EXERCISE PROMPT: From the records below, copy the lines that include "between".

RECORDS SHOWN:
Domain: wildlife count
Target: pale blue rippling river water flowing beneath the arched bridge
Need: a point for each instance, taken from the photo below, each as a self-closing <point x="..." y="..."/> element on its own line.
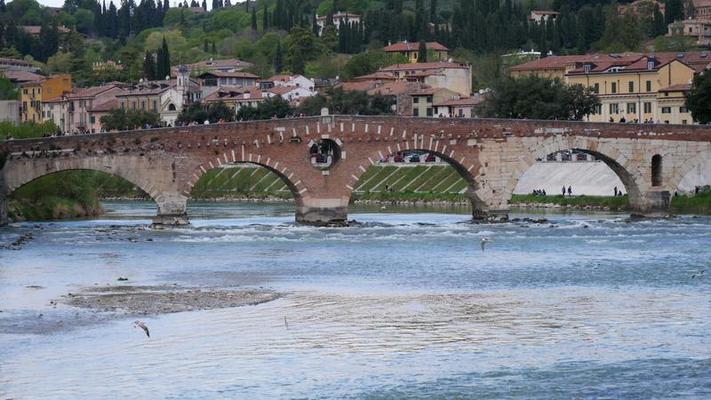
<point x="405" y="305"/>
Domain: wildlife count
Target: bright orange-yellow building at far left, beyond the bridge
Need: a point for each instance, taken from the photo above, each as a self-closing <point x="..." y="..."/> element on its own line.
<point x="33" y="94"/>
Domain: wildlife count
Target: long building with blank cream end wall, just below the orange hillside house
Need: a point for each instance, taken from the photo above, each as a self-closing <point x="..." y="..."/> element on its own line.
<point x="453" y="76"/>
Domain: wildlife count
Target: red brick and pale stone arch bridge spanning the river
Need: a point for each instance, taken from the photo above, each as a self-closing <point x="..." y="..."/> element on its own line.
<point x="491" y="154"/>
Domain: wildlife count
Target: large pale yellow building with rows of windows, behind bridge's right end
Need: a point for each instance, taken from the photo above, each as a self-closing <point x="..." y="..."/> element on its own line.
<point x="636" y="91"/>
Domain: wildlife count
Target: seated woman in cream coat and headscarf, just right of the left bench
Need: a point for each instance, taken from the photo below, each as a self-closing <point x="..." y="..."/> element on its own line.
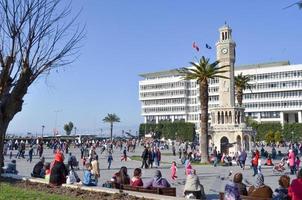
<point x="193" y="186"/>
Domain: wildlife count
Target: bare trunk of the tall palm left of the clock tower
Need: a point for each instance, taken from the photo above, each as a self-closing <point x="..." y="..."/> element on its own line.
<point x="203" y="137"/>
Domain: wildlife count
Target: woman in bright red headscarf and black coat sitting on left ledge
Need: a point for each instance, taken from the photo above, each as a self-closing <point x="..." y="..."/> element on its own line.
<point x="58" y="170"/>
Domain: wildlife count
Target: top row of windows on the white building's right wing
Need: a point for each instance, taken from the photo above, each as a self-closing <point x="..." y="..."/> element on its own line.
<point x="276" y="75"/>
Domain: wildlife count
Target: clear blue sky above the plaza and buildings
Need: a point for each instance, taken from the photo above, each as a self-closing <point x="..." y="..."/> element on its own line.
<point x="125" y="38"/>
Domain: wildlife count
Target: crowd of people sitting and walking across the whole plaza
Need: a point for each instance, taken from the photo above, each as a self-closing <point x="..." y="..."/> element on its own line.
<point x="59" y="172"/>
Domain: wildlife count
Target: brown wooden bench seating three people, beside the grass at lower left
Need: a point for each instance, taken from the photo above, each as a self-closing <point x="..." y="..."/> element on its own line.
<point x="160" y="191"/>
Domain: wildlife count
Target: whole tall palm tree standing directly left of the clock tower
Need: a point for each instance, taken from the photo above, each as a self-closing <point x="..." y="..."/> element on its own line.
<point x="202" y="72"/>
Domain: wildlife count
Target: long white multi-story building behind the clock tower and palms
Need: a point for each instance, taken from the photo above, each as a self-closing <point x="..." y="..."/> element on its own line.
<point x="276" y="94"/>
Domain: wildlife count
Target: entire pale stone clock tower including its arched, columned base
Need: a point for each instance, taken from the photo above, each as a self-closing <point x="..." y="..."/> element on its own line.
<point x="228" y="131"/>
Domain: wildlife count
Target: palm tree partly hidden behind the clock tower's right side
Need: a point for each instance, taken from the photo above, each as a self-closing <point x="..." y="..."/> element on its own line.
<point x="241" y="83"/>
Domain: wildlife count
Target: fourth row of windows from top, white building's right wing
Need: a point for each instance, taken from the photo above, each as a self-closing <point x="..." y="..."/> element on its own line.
<point x="276" y="104"/>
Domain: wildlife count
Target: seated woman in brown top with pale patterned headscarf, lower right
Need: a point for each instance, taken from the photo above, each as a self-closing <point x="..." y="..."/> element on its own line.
<point x="260" y="189"/>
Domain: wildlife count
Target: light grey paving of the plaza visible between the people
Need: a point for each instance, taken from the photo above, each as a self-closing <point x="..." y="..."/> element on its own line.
<point x="207" y="173"/>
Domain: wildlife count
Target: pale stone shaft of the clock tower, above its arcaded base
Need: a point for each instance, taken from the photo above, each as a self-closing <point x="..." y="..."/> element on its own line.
<point x="226" y="55"/>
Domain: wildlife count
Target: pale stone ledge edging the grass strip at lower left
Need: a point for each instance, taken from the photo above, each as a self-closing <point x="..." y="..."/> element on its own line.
<point x="95" y="188"/>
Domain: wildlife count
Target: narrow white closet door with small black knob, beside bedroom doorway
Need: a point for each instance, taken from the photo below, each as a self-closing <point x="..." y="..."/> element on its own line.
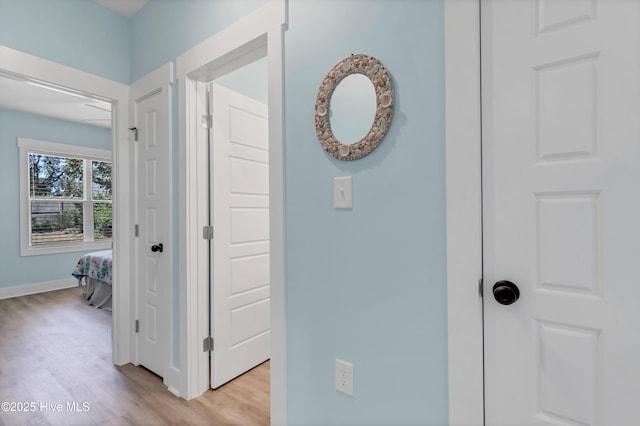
<point x="152" y="253"/>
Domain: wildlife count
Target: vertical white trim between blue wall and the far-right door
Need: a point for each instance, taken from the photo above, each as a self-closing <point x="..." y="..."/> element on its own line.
<point x="464" y="212"/>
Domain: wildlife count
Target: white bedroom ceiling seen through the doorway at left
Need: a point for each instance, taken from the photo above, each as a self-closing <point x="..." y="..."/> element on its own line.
<point x="33" y="98"/>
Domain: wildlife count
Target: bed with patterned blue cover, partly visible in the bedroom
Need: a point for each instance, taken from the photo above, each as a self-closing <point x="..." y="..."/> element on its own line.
<point x="93" y="272"/>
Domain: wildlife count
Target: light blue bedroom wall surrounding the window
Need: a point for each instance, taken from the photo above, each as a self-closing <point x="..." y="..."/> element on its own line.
<point x="14" y="269"/>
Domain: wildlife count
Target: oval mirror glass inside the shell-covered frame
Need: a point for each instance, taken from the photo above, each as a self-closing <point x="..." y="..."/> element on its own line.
<point x="353" y="108"/>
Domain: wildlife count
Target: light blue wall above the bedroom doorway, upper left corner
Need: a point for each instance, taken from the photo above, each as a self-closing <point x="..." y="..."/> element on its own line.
<point x="77" y="33"/>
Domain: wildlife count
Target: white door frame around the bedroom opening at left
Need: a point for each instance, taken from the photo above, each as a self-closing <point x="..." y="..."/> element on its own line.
<point x="37" y="69"/>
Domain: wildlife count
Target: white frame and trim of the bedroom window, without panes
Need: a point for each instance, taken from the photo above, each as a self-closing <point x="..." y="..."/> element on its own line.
<point x="32" y="146"/>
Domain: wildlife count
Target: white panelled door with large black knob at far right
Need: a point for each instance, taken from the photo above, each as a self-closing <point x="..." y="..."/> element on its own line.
<point x="561" y="169"/>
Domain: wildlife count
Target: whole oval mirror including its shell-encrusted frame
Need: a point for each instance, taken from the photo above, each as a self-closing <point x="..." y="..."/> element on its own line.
<point x="344" y="107"/>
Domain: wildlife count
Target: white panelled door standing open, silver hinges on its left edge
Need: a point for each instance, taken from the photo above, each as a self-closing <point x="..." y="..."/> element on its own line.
<point x="240" y="294"/>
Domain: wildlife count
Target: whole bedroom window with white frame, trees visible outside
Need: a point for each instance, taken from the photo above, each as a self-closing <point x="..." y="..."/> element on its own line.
<point x="66" y="198"/>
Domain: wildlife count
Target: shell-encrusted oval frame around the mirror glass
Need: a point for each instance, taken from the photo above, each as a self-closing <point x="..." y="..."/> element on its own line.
<point x="373" y="69"/>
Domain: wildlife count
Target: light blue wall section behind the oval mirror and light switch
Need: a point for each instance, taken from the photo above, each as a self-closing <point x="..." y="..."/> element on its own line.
<point x="367" y="285"/>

RESPONSE TO THE EXERCISE:
Target: light grey paving of the plaza visible between the people
Target: vertical white trim between blue wall and the far-right door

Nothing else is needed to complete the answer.